EXERCISE GOAL: Reproduce only the lines below, from the line containing "Place one marker on each instance of the train roof." through the line containing "Target: train roof", substituting "railcar roof" for "train roof" and leaving everything else unchanged.

* START *

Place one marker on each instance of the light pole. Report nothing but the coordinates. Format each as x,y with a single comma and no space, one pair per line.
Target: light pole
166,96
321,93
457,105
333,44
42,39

* END *
* START *

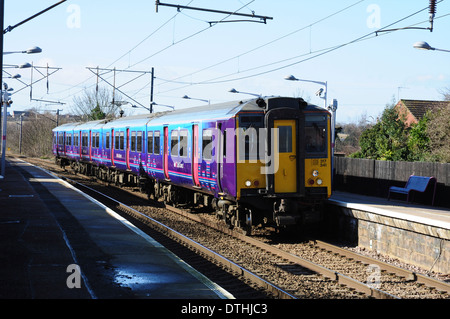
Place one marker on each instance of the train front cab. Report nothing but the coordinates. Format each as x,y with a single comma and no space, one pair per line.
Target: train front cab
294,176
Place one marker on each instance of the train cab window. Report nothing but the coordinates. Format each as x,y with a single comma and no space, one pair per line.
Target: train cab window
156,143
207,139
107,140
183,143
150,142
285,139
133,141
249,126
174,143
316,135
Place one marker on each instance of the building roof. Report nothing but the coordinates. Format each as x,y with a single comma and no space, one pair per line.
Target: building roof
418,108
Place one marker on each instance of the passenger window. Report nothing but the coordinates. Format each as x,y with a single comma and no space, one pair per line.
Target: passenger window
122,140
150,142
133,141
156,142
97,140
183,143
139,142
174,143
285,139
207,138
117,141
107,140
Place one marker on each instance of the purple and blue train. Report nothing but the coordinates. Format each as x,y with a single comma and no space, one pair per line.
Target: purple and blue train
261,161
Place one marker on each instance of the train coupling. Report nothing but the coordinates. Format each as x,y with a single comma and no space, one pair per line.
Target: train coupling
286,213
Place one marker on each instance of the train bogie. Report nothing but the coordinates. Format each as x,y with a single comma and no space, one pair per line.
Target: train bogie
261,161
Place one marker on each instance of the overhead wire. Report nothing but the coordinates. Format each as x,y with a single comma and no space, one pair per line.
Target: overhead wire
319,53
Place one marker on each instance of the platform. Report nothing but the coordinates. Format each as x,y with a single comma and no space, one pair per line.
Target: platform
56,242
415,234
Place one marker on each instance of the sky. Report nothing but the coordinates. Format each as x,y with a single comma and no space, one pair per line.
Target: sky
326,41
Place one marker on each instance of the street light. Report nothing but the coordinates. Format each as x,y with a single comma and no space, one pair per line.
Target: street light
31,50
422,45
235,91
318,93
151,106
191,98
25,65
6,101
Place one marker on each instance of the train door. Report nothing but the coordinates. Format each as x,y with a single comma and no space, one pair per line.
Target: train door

* END *
* START *

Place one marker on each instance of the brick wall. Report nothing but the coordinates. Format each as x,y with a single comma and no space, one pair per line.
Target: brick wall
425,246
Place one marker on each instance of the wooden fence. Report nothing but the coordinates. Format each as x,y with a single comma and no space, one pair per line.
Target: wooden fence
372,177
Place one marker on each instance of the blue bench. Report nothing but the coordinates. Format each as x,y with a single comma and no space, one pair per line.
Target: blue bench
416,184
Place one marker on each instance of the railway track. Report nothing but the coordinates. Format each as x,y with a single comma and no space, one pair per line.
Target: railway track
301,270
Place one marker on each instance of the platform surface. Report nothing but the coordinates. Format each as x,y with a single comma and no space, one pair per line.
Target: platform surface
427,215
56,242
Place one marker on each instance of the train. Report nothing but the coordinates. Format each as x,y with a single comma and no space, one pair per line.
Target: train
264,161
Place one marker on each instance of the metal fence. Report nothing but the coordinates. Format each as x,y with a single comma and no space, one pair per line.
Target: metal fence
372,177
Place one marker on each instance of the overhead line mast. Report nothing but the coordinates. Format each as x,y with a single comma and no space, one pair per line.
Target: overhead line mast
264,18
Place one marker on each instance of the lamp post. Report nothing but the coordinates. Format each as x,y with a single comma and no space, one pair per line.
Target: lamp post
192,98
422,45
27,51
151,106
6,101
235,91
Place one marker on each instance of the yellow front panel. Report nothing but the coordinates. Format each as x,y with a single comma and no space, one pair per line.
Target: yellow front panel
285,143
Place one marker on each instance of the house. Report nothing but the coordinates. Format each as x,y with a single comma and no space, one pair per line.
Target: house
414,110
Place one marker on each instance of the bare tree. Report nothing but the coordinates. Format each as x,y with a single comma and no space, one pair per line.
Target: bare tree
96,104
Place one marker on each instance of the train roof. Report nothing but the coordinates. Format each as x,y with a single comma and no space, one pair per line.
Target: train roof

* END *

RESULT:
Place one marker on each instance of the railcar roof. Report nothing but the coordinates. Format each as x,y with a single comma and no space, one pair per line.
Target: railcar roof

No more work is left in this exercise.